Pointing dataset excerpts:
* * *
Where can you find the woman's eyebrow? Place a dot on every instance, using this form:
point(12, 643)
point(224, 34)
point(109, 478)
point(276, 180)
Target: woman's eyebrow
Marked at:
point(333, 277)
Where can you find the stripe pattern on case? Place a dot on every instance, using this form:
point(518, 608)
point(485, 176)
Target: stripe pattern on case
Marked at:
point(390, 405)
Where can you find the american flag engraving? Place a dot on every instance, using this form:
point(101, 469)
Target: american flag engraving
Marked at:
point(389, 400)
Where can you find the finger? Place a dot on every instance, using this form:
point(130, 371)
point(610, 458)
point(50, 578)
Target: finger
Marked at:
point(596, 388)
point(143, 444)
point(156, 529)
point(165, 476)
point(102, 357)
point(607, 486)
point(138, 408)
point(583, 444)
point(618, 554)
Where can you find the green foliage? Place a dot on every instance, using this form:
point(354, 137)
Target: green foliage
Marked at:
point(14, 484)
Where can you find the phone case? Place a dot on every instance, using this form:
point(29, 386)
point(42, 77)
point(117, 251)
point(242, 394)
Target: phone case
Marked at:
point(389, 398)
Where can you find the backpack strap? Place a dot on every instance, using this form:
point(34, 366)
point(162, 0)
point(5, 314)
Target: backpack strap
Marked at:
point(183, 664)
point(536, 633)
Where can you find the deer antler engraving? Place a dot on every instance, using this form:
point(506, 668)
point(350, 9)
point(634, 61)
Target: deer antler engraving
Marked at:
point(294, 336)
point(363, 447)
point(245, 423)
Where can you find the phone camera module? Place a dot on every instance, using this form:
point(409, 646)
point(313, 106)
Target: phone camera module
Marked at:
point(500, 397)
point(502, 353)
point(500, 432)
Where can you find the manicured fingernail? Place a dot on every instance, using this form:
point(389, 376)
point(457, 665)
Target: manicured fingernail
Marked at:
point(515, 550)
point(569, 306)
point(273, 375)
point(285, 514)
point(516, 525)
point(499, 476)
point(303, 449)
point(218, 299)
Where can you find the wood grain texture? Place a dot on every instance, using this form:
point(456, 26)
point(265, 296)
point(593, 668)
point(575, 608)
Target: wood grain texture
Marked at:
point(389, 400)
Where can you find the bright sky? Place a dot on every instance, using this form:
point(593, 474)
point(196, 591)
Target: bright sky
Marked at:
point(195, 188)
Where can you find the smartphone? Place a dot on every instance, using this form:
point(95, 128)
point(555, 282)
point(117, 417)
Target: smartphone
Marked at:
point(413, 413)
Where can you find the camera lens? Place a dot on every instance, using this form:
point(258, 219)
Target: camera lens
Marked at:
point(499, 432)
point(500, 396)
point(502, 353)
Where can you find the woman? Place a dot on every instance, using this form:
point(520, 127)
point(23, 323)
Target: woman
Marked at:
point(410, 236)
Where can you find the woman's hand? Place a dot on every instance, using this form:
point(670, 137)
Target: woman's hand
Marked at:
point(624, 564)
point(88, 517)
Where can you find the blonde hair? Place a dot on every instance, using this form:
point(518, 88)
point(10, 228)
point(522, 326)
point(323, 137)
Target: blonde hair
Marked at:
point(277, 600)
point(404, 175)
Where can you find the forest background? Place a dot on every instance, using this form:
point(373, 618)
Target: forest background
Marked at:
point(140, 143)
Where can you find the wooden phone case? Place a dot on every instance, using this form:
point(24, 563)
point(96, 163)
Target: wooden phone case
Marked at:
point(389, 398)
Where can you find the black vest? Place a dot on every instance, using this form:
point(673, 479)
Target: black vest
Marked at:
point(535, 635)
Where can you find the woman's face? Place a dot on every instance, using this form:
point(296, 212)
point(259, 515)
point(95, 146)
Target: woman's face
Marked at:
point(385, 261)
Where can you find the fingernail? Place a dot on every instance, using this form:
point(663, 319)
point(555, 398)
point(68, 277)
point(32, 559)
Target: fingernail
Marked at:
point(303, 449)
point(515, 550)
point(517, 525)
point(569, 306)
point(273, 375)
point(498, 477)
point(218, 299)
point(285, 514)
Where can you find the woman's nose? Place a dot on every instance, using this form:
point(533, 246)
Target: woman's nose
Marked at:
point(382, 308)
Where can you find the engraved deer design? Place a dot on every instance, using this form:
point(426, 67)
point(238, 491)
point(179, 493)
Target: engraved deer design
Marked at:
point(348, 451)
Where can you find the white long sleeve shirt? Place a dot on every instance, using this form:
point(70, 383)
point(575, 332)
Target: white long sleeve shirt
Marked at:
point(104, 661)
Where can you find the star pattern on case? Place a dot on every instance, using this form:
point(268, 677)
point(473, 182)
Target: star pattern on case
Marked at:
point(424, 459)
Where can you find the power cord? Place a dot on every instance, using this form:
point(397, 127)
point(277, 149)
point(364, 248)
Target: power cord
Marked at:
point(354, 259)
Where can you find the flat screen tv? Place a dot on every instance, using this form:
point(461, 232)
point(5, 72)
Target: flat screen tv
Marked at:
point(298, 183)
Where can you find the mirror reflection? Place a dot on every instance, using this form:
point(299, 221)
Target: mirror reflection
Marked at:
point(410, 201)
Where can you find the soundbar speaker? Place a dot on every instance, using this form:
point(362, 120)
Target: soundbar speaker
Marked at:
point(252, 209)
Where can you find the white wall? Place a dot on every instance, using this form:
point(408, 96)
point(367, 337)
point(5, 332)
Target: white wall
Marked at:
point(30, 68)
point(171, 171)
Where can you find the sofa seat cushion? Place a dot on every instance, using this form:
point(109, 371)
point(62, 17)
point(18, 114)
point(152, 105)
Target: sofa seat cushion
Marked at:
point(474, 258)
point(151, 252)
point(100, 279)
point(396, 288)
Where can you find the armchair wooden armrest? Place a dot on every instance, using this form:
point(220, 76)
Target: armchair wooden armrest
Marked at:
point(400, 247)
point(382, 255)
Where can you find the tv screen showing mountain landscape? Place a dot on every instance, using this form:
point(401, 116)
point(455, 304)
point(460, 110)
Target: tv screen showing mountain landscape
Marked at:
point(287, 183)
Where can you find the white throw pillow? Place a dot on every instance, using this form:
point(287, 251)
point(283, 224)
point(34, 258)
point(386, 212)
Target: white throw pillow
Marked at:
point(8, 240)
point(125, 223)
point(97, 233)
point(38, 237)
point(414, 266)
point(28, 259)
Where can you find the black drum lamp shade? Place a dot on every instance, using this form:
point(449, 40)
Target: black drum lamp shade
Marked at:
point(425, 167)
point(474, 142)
* * *
- [Stated problem]: Write the material out again in its entirety, exactly as shown.

- [Solution to this task]:
Where can you find the woman's eyebrow? Place a dot on every instance, using this form:
point(12, 643)
point(224, 34)
point(109, 478)
point(276, 180)
Target: woman's eyebrow
Marked at:
point(333, 277)
Where can you find the stripe pattern on case? Place a dot on every instance, using this form:
point(518, 608)
point(485, 176)
Target: stripe pattern on case
Marked at:
point(390, 405)
Where can you find the american flag engraving? Place a dot on every instance, using this form:
point(101, 469)
Target: american flag engraving
Marked at:
point(389, 400)
Where can you find the finger? Place a dot on every instance, using this form:
point(130, 371)
point(610, 458)
point(50, 578)
Target: finger
Marked at:
point(596, 388)
point(143, 444)
point(156, 529)
point(165, 476)
point(102, 357)
point(607, 486)
point(138, 408)
point(583, 444)
point(618, 554)
Where can you find the green foliage? Place a dot on every instance, using this form:
point(354, 137)
Target: green foliage
Marked at:
point(14, 484)
Where can you find the phone case? Place a dot on every instance, using this form:
point(29, 386)
point(42, 77)
point(117, 251)
point(242, 394)
Target: phone case
Marked at:
point(389, 398)
Where can you find the backpack strap? Place a dot on every instance, using this form:
point(34, 366)
point(162, 0)
point(5, 314)
Target: backpack strap
Marked at:
point(183, 664)
point(536, 633)
Where can you find the deer antler engraving? Place a dot on every instance, using this form:
point(506, 668)
point(350, 9)
point(634, 61)
Target: deer antler engraving
Marked at:
point(294, 336)
point(363, 447)
point(245, 423)
Where can you find the phone camera module? Place a dot on every instance, using this form:
point(409, 646)
point(313, 106)
Target: phone camera module
Marked at:
point(500, 397)
point(502, 353)
point(500, 432)
Where can you find the manicured fingernail? Place a dot on every instance, using this form:
point(389, 376)
point(457, 665)
Target: manicured fingernail
Marked at:
point(515, 550)
point(569, 306)
point(273, 375)
point(285, 514)
point(516, 525)
point(499, 476)
point(303, 449)
point(218, 299)
Where can you find the wood grain texture? Place a dot on every instance, using this form:
point(456, 26)
point(265, 296)
point(593, 668)
point(575, 608)
Target: wood grain texture
Marked at:
point(389, 400)
Where can you find the bright sky? Place a dot on every instance, using this form:
point(593, 474)
point(196, 591)
Target: bright sky
Marked at:
point(195, 188)
Where can you find the smartphone? Place a dot on every instance, using this form:
point(95, 128)
point(555, 282)
point(117, 417)
Target: smartphone
Marked at:
point(413, 413)
Where can you find the camera lens? Place a dot on every instance, using this form:
point(258, 219)
Target: camera lens
Marked at:
point(499, 432)
point(500, 396)
point(502, 353)
Where can you find the woman? Place a dot on every instance, using this form:
point(520, 127)
point(23, 323)
Target: woman
Marked at:
point(410, 236)
Where can you find the woman's hand? Place a dot on every instance, using this form:
point(670, 137)
Target: woman's hand
Marked at:
point(624, 564)
point(88, 517)
Where can you find the blonde hair? Place a dot on every instance, using this form:
point(518, 88)
point(10, 228)
point(522, 326)
point(323, 137)
Target: blonde hair
Marked at:
point(277, 600)
point(404, 175)
Where can you find the forest background? Place a dot on every instance, using this form:
point(373, 618)
Target: forest background
Marked at:
point(140, 143)
Where can you find the wooden phone case? Place a dot on every instance, using this form:
point(24, 563)
point(96, 163)
Target: wooden phone case
Marked at:
point(389, 398)
Where can you find the black vest? Place a dot on every instance, using this form:
point(673, 479)
Target: black vest
Marked at:
point(535, 635)
Where can you find the woman's face? Place a dot on every instance, using this form:
point(296, 212)
point(259, 515)
point(95, 146)
Target: woman's face
Marked at:
point(385, 261)
Where can you find the fingernail? Place a dot on every instance, using this form:
point(663, 319)
point(555, 398)
point(68, 277)
point(32, 559)
Target: fingernail
Marked at:
point(303, 449)
point(515, 550)
point(517, 525)
point(569, 306)
point(273, 375)
point(498, 477)
point(218, 299)
point(285, 514)
Where can you find the woman's nose? Place a dot on every instance, using this form:
point(533, 246)
Target: woman's nose
Marked at:
point(382, 308)
Where can you find the engraved deer design? Place a dot on every instance, using this form:
point(426, 67)
point(238, 491)
point(179, 493)
Target: engraved deer design
Marked at:
point(348, 451)
Where can you find the white long sleeve shirt? Place a dot on every instance, using this form:
point(70, 383)
point(575, 332)
Target: white long sleeve shirt
Marked at:
point(104, 661)
Where can you find the star pattern on case? Place a dot on every instance, using this form:
point(268, 677)
point(473, 182)
Target: star pattern on case
Marked at:
point(424, 459)
Where can you find the power cord? Place a dot on every instance, using this form:
point(397, 127)
point(277, 149)
point(364, 248)
Target: power cord
Marked at:
point(354, 259)
Where can you find the flat screen tv? Place a dot on every instance, using this form:
point(461, 232)
point(5, 72)
Target: flat screen tv
Marked at:
point(298, 183)
Where can you find the mirror reflection? Place a dot on every instance, using this form:
point(299, 221)
Target: mirror reflection
Marked at:
point(410, 201)
Where can you find the soundbar speaker? Place a dot on every instance, using this form:
point(362, 120)
Target: soundbar speaker
Marked at:
point(252, 209)
Where can you find the white wall? Place a dot on every instance, using this form:
point(408, 96)
point(367, 337)
point(5, 332)
Target: white wall
Marked at:
point(30, 68)
point(171, 171)
Where can you find the sofa seat cushion? Place a dot on every instance, using this form:
point(109, 371)
point(62, 17)
point(18, 114)
point(152, 105)
Target: sofa seat cushion
Marked at:
point(474, 258)
point(151, 252)
point(100, 279)
point(396, 288)
Where can you find the armchair wooden armrest? Place a dot on every instance, using this form:
point(220, 76)
Target: armchair wooden armrest
Marked at:
point(400, 247)
point(382, 255)
Where can you find the tv screen showing mountain landscape? Place a dot on every instance, using this form:
point(401, 116)
point(455, 304)
point(460, 110)
Target: tv screen showing mountain landscape
Marked at:
point(287, 183)
Where can you find the white throw pillow? Place a dot on every instance, using this form:
point(287, 251)
point(283, 224)
point(34, 258)
point(386, 212)
Target: white throw pillow
Marked at:
point(8, 240)
point(125, 223)
point(97, 233)
point(38, 237)
point(414, 266)
point(28, 259)
Where can you find the black drum lamp shade? Place a dot on every instance, using this form:
point(449, 40)
Target: black drum lamp shade
Marked at:
point(425, 167)
point(474, 142)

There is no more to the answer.